WRITTEN PROBLEM. Reproduce verbatim the lines below, between the line containing "Mark every instance of the white subway" and the line containing "pixel 528 327", inclusive.

Dataset rows:
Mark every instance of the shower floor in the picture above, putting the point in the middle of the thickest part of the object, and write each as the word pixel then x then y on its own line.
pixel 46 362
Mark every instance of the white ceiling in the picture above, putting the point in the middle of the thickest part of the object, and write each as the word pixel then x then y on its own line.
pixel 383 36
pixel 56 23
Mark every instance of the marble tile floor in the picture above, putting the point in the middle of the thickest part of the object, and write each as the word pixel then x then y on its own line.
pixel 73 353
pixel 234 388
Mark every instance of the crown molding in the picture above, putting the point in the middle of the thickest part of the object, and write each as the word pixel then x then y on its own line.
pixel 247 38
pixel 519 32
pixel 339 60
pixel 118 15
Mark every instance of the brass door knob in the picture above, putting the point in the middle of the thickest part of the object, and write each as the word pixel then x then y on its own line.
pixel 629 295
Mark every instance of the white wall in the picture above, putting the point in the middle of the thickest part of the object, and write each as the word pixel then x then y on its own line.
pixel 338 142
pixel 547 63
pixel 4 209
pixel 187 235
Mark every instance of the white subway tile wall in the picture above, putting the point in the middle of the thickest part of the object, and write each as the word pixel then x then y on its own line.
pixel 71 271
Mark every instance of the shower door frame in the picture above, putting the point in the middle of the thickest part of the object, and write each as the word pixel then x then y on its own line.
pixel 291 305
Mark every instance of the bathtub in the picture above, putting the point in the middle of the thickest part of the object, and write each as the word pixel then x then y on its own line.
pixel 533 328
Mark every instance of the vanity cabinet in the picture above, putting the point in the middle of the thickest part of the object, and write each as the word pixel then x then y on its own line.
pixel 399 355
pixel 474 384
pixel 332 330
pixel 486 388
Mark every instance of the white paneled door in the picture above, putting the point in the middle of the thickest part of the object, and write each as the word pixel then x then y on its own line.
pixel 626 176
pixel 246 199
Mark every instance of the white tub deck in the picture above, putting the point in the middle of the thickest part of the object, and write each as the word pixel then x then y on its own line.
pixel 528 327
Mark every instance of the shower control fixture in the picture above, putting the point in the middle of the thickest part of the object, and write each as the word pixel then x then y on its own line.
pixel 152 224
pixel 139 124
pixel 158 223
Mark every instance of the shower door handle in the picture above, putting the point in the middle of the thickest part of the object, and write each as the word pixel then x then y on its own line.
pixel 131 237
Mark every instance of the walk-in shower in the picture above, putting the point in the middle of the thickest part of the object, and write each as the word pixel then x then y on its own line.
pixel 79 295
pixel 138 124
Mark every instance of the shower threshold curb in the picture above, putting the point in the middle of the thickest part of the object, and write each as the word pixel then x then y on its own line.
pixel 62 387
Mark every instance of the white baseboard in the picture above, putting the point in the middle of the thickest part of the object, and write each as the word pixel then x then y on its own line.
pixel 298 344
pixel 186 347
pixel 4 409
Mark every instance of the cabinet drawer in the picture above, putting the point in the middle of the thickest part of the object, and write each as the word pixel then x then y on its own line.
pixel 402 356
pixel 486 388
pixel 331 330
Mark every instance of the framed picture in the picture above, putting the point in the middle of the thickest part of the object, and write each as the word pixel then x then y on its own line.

WRITTEN RESPONSE.
Mark every instance of the white subway tile wall in the picture above, putting the point in the middle of the thickest part of the object, and write each as the word pixel then x then y on its own line.
pixel 71 271
Mark every instance of the shower door frame in the picture above, putting the point in the middle of the thickest part of the object, and write each as the word pixel then x then y on its own line.
pixel 291 305
Mark every instance of the bathtub in the picture above, putting the point in the middle of the thickest part of the object, and write each as the word pixel then x then y on its own line.
pixel 533 328
Mark every instance of the vanity cabinet in the picture above, putting the point in the middle of the thickest part of the object, and write each as the word pixel then x then y on its own line.
pixel 399 355
pixel 474 384
pixel 332 330
pixel 486 388
Mark every instance of the white paneled door in the picture above, putting the point in the middle of the thickest part of the object, and write each as the word pixel then x then y on its own line.
pixel 626 176
pixel 246 199
Mark every instance of the white tub deck in the picture above, putting the point in the middle of the thickest part of the object, and write each as the word pixel then x then y on its own line.
pixel 528 327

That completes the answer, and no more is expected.